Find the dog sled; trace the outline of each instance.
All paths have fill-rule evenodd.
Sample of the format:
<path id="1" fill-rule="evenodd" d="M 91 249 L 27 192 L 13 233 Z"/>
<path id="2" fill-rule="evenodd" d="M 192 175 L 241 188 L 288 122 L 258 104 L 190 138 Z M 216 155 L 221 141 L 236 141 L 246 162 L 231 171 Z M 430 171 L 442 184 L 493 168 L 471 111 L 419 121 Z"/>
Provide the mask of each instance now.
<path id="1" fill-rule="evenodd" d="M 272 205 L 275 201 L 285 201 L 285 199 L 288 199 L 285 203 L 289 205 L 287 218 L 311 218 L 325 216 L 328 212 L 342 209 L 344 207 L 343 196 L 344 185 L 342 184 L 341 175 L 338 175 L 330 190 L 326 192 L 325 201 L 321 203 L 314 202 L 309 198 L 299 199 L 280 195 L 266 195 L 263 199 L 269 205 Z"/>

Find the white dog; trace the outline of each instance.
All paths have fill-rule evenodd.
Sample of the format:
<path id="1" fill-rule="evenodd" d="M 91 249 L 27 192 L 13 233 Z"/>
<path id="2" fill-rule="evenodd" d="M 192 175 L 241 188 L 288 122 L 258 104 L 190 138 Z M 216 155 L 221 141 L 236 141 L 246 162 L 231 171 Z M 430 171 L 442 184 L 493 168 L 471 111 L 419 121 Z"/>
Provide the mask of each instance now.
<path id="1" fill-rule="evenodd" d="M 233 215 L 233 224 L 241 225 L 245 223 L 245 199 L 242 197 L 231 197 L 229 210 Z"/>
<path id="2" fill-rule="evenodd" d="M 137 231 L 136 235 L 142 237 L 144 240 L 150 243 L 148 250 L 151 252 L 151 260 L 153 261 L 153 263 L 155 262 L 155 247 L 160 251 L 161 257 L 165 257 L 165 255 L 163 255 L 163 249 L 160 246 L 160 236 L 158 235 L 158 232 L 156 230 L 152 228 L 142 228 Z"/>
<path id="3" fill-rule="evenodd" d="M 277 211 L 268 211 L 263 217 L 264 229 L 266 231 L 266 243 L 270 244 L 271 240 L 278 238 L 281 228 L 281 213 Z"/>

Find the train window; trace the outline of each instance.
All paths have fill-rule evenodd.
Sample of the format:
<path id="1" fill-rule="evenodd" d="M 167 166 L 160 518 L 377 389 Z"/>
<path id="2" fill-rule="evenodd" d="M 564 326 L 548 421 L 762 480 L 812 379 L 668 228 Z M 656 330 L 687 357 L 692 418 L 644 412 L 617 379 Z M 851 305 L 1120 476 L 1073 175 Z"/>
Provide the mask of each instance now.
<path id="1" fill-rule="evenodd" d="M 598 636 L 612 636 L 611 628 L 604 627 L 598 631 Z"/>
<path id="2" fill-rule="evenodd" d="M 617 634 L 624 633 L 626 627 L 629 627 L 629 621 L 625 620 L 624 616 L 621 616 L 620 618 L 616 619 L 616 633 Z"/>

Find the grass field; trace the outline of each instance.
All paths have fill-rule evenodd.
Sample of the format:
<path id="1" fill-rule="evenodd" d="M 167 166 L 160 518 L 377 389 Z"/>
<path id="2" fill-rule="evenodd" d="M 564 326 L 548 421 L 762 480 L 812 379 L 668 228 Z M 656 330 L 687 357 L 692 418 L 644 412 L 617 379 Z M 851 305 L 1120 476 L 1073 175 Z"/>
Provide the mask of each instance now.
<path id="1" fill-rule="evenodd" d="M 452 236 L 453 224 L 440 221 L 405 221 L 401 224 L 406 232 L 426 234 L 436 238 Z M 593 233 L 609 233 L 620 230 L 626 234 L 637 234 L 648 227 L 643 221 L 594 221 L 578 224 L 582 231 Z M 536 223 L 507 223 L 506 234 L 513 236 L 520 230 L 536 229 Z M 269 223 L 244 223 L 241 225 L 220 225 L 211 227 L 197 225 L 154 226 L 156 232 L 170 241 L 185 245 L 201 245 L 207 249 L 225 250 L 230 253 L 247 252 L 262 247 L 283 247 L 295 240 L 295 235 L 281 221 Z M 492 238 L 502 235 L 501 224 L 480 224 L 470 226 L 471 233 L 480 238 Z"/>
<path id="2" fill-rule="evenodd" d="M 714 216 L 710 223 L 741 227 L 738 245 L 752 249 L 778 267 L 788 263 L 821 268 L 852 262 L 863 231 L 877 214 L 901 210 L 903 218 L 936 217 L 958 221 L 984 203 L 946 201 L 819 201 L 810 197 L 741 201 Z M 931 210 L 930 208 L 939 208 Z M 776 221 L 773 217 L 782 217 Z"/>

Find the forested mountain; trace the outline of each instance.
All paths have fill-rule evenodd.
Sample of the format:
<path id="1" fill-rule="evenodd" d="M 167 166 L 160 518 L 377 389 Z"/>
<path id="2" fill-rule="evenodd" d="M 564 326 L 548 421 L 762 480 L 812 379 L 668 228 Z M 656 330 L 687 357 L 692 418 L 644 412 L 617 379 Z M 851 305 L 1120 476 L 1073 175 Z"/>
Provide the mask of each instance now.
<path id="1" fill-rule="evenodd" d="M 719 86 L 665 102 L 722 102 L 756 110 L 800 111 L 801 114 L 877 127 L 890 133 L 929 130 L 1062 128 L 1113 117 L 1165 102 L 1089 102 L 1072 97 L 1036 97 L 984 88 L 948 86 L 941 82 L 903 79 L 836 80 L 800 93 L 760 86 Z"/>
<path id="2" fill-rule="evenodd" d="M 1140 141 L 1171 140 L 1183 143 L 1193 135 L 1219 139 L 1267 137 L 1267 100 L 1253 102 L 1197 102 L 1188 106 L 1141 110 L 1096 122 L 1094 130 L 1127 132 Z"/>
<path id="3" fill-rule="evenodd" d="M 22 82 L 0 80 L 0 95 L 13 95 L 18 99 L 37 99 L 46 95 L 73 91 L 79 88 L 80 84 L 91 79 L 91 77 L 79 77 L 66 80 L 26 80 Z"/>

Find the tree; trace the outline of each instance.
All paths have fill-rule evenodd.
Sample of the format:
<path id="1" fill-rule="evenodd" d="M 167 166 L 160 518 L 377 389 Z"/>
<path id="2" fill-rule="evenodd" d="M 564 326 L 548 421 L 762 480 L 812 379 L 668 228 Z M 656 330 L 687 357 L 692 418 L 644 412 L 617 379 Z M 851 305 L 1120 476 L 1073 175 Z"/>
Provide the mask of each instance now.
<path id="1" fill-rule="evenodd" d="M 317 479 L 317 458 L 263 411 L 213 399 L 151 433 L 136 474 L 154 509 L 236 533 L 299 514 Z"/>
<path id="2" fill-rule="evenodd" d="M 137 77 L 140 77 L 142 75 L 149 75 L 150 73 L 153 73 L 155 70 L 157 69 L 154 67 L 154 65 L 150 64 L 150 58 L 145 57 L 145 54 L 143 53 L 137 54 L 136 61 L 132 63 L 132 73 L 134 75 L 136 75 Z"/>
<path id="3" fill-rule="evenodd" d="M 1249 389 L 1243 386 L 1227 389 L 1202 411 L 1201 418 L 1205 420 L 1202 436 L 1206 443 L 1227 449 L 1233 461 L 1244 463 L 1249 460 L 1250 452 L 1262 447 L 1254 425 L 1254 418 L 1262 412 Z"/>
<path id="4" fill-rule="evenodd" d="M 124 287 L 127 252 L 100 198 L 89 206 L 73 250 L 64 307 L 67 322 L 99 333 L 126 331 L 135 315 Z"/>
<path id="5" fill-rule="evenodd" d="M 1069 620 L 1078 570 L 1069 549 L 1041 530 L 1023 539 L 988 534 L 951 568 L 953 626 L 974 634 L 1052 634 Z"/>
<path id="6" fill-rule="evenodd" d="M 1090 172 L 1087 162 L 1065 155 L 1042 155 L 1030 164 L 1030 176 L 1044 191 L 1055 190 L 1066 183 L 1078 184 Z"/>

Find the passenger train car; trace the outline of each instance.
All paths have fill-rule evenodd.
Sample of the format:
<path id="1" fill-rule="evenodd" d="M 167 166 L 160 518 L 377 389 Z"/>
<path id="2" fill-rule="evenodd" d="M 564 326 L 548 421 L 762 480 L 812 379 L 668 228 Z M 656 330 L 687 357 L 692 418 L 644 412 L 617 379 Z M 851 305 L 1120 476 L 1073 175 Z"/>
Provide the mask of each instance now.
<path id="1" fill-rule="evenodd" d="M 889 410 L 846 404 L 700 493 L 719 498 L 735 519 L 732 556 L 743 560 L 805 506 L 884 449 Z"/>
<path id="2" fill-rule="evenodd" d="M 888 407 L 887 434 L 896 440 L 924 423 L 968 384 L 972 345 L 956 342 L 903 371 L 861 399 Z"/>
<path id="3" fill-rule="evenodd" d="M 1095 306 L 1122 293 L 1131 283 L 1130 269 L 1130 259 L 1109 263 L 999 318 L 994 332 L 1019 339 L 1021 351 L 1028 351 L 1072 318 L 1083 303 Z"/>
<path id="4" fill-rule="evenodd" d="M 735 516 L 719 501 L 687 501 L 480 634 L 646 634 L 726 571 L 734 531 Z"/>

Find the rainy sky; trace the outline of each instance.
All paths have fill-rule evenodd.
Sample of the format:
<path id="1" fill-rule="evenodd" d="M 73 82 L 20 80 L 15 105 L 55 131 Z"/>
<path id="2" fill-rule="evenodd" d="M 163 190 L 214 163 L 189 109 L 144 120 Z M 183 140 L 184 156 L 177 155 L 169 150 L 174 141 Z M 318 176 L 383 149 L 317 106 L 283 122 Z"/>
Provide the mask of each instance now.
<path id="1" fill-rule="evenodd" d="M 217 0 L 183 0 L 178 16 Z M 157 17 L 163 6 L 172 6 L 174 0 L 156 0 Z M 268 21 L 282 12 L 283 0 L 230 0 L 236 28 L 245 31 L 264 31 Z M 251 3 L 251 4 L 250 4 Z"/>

##########

■ **Action item**
Take each line above that contains "Find" and copy it out.

■ **Solution**
Find the dog sled; trace the outline of each instance.
Find the white dog; trace the outline of each instance.
Find the train window; trace the outline of each instance.
Find the grass field; trace the outline of each instance.
Find the forested mountain; trace the outline of each instance.
Find the tree; trace the outline of each instance.
Find the passenger train car; trace the outline of each instance.
Find the rainy sky; trace the outline of each instance.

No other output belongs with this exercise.